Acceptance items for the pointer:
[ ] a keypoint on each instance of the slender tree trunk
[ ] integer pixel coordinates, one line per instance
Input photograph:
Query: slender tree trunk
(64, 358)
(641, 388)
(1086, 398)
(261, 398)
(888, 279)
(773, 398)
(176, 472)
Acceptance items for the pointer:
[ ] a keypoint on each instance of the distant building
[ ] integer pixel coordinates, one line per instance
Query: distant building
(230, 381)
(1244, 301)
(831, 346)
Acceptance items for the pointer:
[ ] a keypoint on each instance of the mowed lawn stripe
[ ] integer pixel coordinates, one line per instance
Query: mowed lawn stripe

═══

= Task instructions =
Repeat the material above in full, keeping every word.

= The completed task =
Acceptance items for the pointer:
[ ] a keypoint on each instance of the slender tree trunk
[ ] integer pixel coordinates, one line per instance
Input photograph:
Query: slender tree trunk
(64, 358)
(641, 388)
(1086, 398)
(261, 398)
(888, 279)
(773, 398)
(176, 472)
Acceptance items for the pointer:
[ ] a keypoint on each instance of the distant building
[ ] integer pixel coordinates, one line per instance
Query: distant building
(230, 381)
(1244, 301)
(831, 346)
Acceptance items for the pointer:
[ ] a keypoint on each instance of the mowed lawn stripe
[ ] integer pixel coordinates, one line per instance
Query: mowed lawn stripe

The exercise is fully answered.